**CONSIGNE**: Présentez, s'il vous plaît, toutes les lignes des enregistrements ci-dessous sous forme de liste JSON de chaînes, une chaîne par ligne, en omettant les lignes vides. Laissez les images hors de la réponse.

::::::::::

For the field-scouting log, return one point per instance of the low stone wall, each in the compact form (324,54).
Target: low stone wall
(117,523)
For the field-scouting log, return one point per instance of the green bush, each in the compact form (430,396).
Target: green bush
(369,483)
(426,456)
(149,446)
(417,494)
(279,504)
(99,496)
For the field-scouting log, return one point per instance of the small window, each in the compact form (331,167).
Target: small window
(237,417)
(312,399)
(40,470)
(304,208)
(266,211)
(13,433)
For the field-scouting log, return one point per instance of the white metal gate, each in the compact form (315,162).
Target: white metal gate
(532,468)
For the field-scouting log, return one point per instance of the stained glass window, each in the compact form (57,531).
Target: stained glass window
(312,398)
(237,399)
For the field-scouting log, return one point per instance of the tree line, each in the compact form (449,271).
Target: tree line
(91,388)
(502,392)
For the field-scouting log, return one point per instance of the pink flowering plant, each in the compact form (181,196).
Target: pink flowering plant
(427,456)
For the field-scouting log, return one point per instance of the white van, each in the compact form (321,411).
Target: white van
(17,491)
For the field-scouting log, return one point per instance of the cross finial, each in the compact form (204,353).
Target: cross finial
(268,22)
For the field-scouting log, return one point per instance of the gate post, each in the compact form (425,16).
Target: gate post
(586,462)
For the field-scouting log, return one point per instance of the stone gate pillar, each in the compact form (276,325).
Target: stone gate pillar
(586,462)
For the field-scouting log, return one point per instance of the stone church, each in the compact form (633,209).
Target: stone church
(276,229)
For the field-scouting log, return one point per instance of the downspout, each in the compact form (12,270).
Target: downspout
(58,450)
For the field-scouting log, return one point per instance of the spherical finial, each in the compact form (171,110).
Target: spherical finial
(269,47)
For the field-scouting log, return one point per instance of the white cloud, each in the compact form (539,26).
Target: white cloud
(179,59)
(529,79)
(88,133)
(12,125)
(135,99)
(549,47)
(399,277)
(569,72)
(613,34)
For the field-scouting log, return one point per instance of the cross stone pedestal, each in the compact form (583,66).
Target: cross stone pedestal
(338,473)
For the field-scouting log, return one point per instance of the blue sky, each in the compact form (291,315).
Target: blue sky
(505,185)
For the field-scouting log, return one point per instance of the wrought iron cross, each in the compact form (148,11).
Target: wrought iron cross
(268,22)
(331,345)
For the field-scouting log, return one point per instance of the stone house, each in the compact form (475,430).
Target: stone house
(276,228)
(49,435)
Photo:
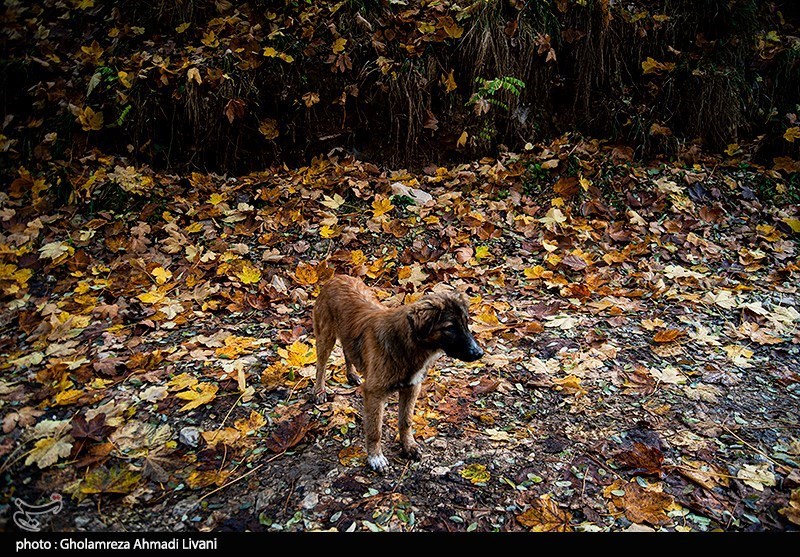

::::::::::

**RÉSULTAT ATTENDU**:
[
  "For the field-scouting log, return one point per instance of the low stone wall, each in the compact form (324,54).",
  "Target: low stone wall",
  "(117,523)",
  "For the field-scouting log, return one point per instance of the green bush, each in the compact form (430,396).",
  "Target: green bush",
  "(369,483)",
  "(426,456)",
  "(149,446)",
  "(417,494)",
  "(279,504)",
  "(99,496)",
  "For the field-scouting log, return one point per instance of the small window, each in the compact form (331,167).",
  "Target: small window",
  "(237,417)",
  "(312,399)",
  "(40,470)",
  "(304,208)",
  "(266,211)",
  "(13,433)",
  "For the field-scouting log, return one point per instance of the white metal gate, each in the compact form (315,162).",
  "Target: white metal gate",
  "(532,468)",
  "For the field-scouting log, return one point per instance of the stained glass window, each in the compact form (57,531).",
  "Target: stained glass window",
  "(312,398)",
  "(237,399)",
  "For the field-scouting log, return one point per instance of the tree line, each in the compact form (449,271).",
  "Target: tree line",
  "(91,388)",
  "(502,392)",
  "For the field-scouting log, return one point per instance of the pink flowering plant, each in the compact form (181,196).",
  "Target: pink flowering plant",
  "(427,456)",
  "For the field-scouting log, return one point per instance of the white van, each in the compact form (321,411).",
  "Target: white van",
  "(17,491)",
  "For the field-scouting log, return one point per instance of the cross finial, each in the compact form (204,353).",
  "Target: cross finial",
  "(268,22)",
  "For the field-scouting log, return one point per instance of the gate post, each in the compact form (425,16).",
  "Target: gate post",
  "(586,462)",
  "For the field-scouting log, return one point per instance of the stone gate pillar, each in the compact form (276,325).",
  "Target: stone gate pillar",
  "(586,462)",
  "For the field-scouting log, return one point per instance of the stone church, each in the compact form (633,209).",
  "Target: stone church",
  "(276,229)",
  "For the field-scouting log, return one point per instance of the downspout, each in the compact form (12,270).",
  "Target: downspout",
  "(58,450)",
  "For the field-scouting log, return one point per instance of the spherical finial, each in the compact form (171,110).",
  "Target: spherical finial",
  "(269,47)",
  "For the field-scouting log, return one point per instance of the white cloud, each in the compact form (539,26).",
  "Target: white cloud",
  "(179,59)",
  "(529,79)",
  "(88,133)",
  "(12,125)",
  "(135,99)",
  "(549,47)",
  "(399,277)",
  "(569,72)",
  "(613,34)",
  "For the field-scouting log, return one point per instance of the cross stone pedestal, each in the compact form (583,66).",
  "Target: cross stone pedestal",
  "(338,473)",
  "For the field-scouting log, return one point per instance of the blue sky, each in the compact form (291,315).",
  "Target: blue sky",
  "(505,185)",
  "For the field-scouting log, return one point per instance of the wrought iron cross, each in the compact form (148,11).",
  "Target: wrought iron cross",
  "(268,22)",
  "(331,345)",
  "For the field-scouting log, return one point per instance of the stone house, each in the compact form (475,430).",
  "Target: stone house",
  "(276,228)",
  "(49,435)",
  "Photo:"
]